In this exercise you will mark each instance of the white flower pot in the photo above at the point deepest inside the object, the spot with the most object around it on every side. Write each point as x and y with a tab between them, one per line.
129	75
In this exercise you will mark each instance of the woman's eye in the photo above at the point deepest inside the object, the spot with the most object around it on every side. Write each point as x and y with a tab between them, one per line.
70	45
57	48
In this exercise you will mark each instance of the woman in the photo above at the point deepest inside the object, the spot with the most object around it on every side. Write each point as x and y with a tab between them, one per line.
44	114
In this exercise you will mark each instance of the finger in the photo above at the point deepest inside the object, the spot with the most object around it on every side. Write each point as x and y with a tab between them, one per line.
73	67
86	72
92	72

+---+

** YOUR GOAL **
Reproduce the records word for word, starting at the line containing "In this exercise you will mark each instance of the finger" and ending with the final line of the records.

** COMPLETE RESPONSE **
In this exercise you will mark each instance of the finger in the photo above at the point deepest inside the object, the spot with the most object around it on every side. Write each point as x and y with a tab between them, one per line.
73	67
86	72
92	72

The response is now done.